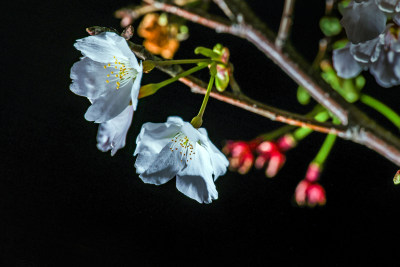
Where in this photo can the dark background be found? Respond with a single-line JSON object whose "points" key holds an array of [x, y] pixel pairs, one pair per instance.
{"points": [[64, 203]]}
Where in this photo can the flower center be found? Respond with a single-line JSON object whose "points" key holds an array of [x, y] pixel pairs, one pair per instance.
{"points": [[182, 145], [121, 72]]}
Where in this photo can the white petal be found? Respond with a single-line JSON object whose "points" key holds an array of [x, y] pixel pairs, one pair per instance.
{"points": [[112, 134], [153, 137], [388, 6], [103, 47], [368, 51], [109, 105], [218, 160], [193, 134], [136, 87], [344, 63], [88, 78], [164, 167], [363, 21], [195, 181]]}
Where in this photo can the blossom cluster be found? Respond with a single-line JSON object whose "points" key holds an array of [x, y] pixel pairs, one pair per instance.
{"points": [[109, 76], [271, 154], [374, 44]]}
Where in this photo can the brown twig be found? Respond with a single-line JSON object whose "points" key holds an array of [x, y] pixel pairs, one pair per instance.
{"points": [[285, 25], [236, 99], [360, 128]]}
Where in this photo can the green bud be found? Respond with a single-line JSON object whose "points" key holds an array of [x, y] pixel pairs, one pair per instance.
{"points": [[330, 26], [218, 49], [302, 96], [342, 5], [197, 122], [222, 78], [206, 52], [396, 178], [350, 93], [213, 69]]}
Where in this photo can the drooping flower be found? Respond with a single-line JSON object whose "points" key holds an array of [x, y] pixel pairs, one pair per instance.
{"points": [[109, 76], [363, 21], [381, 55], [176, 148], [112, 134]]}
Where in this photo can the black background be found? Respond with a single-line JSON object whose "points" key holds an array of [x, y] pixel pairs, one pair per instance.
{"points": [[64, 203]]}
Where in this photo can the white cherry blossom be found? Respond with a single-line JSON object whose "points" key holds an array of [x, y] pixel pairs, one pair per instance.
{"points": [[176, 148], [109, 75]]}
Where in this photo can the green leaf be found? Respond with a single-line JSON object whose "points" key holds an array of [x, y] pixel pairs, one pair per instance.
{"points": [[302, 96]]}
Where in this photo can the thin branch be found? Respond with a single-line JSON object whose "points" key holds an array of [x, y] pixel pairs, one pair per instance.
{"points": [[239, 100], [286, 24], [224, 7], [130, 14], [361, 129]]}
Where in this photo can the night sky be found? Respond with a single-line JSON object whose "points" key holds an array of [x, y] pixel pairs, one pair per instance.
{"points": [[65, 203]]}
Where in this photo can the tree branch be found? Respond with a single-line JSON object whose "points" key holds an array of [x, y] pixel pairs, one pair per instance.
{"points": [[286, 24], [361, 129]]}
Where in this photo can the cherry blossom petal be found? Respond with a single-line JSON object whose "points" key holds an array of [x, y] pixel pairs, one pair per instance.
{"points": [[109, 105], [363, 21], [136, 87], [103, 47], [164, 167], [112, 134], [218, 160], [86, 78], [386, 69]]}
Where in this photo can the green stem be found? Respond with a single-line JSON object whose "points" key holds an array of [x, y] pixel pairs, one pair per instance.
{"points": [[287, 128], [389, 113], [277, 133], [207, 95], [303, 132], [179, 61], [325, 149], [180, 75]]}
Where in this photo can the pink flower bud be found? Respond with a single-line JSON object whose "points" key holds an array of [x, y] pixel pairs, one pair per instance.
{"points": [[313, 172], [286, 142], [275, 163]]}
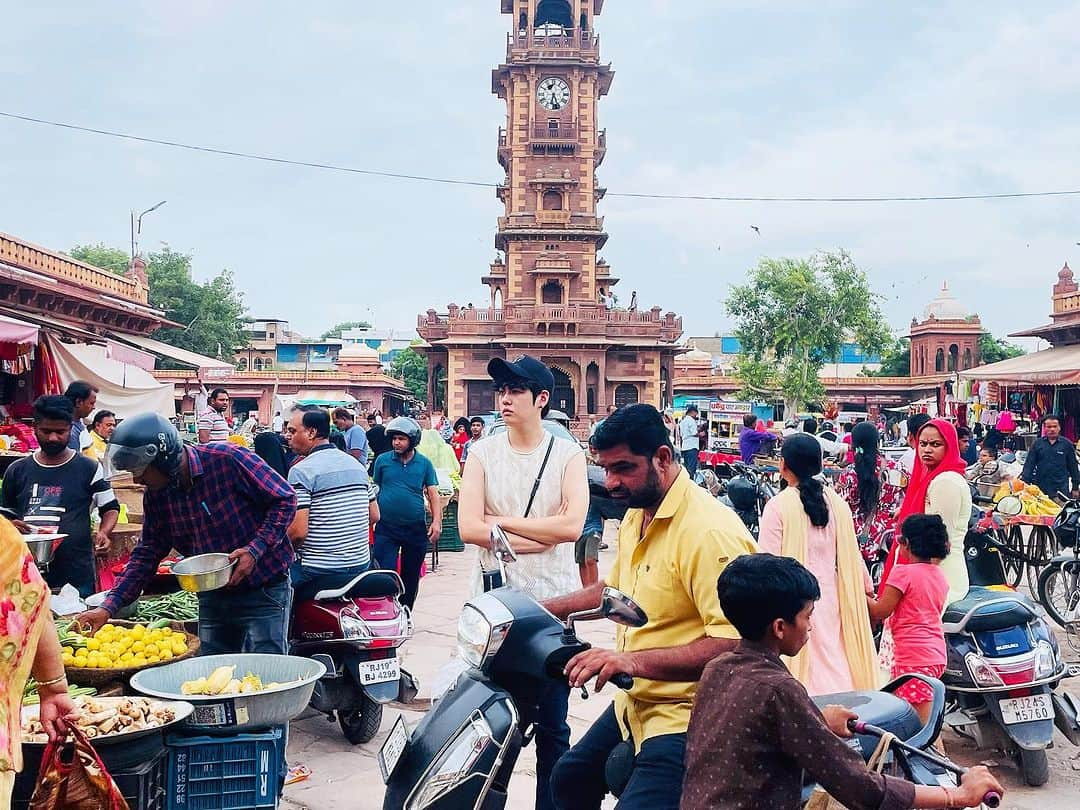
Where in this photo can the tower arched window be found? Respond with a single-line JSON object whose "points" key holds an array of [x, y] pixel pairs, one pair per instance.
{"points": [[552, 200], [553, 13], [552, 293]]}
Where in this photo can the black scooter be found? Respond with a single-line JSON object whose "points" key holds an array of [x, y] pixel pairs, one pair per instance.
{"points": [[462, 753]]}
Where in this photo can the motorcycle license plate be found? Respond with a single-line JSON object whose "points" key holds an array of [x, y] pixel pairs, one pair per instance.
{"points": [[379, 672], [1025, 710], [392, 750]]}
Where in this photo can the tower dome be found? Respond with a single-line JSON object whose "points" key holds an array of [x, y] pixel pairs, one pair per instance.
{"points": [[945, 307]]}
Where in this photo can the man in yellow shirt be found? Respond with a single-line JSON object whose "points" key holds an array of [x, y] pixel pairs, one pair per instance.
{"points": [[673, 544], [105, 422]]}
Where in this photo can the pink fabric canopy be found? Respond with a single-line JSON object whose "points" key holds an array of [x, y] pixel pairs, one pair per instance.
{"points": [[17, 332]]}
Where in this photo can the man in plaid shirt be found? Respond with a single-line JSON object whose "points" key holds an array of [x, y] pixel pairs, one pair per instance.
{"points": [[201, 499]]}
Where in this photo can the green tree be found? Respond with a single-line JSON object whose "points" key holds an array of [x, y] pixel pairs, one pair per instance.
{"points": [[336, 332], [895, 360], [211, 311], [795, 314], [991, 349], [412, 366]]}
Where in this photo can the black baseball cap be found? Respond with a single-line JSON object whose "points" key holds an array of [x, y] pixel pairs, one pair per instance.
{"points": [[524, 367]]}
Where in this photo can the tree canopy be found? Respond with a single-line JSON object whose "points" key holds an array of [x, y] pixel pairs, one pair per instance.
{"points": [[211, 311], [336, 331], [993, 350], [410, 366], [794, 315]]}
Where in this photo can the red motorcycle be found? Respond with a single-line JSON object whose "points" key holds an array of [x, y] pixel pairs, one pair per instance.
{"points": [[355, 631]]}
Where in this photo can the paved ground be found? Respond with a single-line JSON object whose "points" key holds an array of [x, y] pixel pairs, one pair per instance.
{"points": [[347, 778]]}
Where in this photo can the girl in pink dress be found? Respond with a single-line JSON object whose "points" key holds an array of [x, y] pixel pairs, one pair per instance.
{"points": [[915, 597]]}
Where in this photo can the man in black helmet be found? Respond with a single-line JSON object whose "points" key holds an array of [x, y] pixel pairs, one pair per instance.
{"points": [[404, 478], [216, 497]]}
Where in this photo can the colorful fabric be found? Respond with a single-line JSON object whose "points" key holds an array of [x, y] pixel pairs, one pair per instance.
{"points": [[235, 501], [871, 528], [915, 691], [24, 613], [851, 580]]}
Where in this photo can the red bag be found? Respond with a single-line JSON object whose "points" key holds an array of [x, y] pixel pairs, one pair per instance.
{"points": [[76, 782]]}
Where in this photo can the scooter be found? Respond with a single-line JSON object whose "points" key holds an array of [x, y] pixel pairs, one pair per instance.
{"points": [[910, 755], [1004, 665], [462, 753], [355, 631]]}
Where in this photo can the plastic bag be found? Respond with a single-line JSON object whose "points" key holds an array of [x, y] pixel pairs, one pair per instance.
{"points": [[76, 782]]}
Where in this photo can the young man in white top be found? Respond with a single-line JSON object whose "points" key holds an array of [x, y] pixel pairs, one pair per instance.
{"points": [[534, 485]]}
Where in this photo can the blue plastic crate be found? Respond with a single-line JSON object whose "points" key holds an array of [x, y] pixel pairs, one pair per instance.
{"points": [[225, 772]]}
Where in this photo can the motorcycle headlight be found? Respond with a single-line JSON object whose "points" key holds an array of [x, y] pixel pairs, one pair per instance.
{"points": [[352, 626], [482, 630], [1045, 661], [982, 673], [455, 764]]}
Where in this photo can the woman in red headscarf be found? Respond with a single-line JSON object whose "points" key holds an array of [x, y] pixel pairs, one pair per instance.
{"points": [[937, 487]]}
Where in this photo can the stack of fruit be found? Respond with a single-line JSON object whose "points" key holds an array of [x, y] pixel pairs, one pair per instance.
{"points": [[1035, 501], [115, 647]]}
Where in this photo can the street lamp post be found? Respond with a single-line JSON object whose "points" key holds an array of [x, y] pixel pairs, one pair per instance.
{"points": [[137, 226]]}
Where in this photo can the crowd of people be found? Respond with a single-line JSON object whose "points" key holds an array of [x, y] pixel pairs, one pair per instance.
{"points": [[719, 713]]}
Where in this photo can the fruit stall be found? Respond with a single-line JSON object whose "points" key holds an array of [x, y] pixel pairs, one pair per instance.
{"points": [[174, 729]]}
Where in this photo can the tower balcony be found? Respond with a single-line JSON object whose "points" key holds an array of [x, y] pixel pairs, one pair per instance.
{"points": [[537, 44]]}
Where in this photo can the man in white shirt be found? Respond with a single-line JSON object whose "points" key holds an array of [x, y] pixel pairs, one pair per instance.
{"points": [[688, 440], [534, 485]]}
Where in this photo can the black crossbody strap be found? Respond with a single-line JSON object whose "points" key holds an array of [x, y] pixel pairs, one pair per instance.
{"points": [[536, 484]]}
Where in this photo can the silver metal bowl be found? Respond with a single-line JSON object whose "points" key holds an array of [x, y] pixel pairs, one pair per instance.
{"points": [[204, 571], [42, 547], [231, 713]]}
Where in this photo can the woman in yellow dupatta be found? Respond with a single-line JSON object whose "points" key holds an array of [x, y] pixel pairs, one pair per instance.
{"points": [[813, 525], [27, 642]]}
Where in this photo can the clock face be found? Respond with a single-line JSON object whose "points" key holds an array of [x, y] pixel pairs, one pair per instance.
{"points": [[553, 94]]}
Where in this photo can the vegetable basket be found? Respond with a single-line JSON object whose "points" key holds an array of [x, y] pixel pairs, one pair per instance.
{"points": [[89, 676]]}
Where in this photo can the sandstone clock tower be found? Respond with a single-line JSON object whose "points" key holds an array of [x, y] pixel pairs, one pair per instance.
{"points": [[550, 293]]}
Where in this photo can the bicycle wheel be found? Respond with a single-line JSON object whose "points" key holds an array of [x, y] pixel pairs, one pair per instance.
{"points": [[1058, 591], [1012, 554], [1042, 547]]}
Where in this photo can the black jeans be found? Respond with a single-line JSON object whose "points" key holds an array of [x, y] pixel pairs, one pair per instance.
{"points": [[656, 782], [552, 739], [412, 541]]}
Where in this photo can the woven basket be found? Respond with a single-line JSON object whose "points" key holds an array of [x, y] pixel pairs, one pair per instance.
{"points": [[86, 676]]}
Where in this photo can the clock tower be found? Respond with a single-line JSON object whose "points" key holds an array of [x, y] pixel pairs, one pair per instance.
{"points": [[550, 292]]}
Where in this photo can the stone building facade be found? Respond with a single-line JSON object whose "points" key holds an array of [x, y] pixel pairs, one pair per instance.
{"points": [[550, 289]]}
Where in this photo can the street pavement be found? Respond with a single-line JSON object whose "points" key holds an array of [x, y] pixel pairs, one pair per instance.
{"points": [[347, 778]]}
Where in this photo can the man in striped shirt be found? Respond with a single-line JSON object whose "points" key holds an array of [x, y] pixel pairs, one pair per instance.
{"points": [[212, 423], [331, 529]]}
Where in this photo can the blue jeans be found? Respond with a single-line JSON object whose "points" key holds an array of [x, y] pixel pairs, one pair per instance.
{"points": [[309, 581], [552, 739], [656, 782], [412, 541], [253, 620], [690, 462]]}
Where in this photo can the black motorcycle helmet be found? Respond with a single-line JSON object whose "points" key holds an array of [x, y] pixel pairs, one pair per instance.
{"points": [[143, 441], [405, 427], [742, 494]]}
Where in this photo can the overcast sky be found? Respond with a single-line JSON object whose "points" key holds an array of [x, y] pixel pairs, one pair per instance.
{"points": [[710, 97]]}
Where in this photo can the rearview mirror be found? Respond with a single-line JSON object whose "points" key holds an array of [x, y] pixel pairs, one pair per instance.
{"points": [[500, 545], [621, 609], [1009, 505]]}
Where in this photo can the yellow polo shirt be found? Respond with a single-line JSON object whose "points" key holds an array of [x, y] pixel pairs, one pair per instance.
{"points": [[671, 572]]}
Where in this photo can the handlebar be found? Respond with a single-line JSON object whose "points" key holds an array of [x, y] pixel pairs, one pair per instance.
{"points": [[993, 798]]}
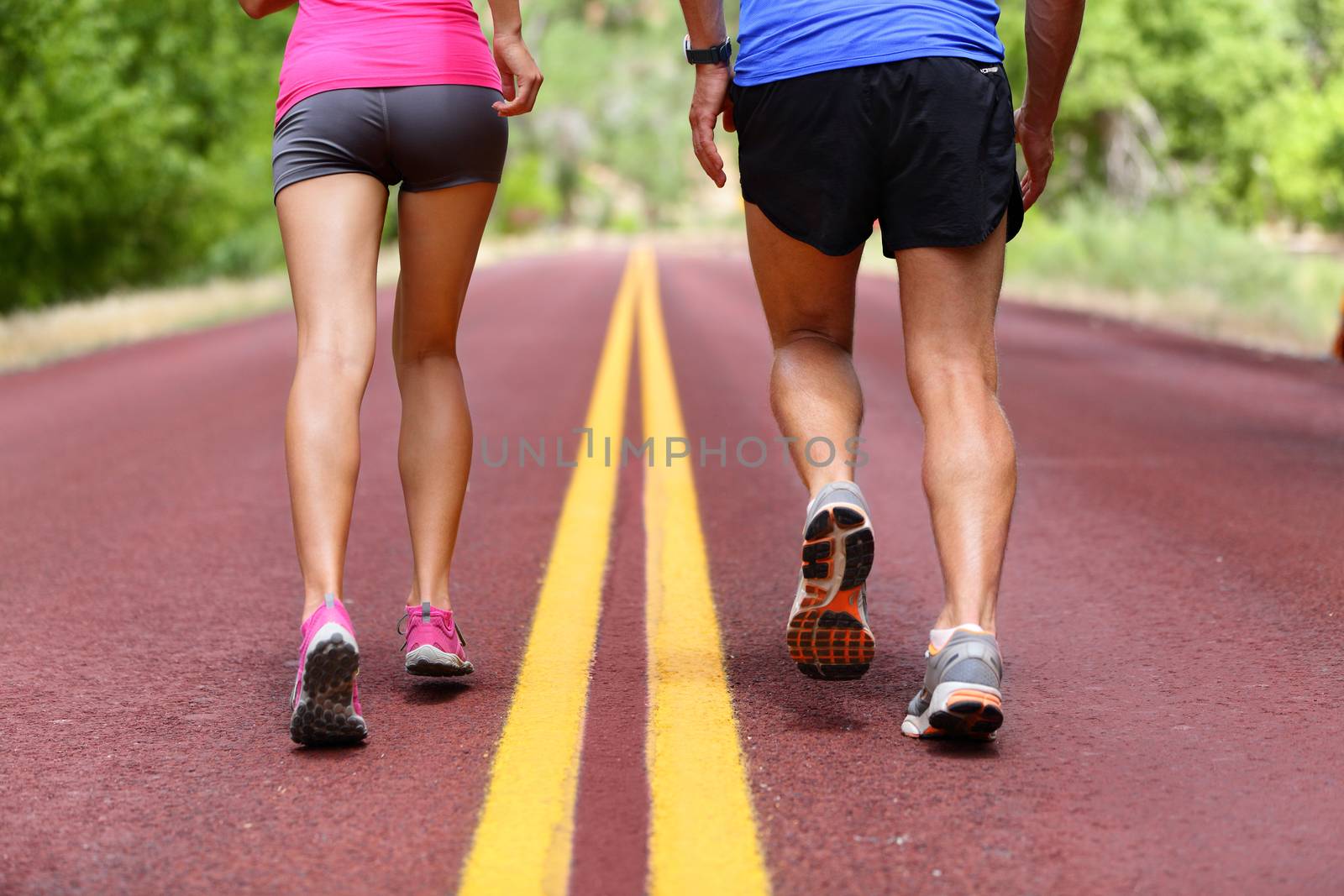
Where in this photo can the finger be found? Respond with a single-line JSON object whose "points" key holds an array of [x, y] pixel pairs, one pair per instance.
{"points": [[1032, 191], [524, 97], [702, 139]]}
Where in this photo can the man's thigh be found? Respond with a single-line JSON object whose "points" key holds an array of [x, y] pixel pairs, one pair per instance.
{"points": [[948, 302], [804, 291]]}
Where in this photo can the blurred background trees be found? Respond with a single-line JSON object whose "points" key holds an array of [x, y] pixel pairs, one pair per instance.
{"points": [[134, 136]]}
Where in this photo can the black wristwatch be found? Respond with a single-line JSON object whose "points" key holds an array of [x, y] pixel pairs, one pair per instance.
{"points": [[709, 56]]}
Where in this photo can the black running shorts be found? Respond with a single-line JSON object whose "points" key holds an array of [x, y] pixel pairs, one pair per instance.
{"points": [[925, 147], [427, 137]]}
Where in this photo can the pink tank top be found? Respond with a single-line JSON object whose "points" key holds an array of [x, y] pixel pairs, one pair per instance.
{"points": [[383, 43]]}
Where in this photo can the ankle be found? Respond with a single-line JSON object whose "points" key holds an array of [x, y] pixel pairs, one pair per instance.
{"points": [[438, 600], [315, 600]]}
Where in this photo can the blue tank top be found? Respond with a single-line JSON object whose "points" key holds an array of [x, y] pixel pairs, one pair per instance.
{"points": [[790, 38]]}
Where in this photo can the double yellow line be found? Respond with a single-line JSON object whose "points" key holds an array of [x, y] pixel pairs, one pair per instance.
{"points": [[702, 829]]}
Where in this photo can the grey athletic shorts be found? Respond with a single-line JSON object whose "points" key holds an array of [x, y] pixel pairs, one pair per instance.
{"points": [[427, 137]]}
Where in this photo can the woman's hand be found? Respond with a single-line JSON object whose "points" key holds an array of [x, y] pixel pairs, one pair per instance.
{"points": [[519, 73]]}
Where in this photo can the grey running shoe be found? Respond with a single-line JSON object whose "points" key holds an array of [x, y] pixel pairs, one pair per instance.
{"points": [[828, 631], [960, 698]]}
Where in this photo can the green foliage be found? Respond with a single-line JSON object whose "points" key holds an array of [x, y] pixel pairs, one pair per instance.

━━━━━━━━━━━━━━━━━━━━

> _WHAT TO DO_
From the line containing "Where in this photo can the woman's" down to the last line, reproduce the records exactly. Include both ends.

> _RESULT FOR THIS TASK_
Where in this photo can the woman's hand be found? Respond with a single-line JSON object whose "points" key holds an array of [x, y] pixel pairs, one pair per instance.
{"points": [[519, 73]]}
Where in this photo can the grey running shoe be found? Respond with a single-line JSON object whose "points" key holds an array of [x, y] pixel pairs, one pair per instance.
{"points": [[828, 631], [960, 698]]}
Where in this photo can the green foliage be found? Respond with a single-line JSON object whose "points" key holds an array of [x, y] pixel pairs, one pair per instance.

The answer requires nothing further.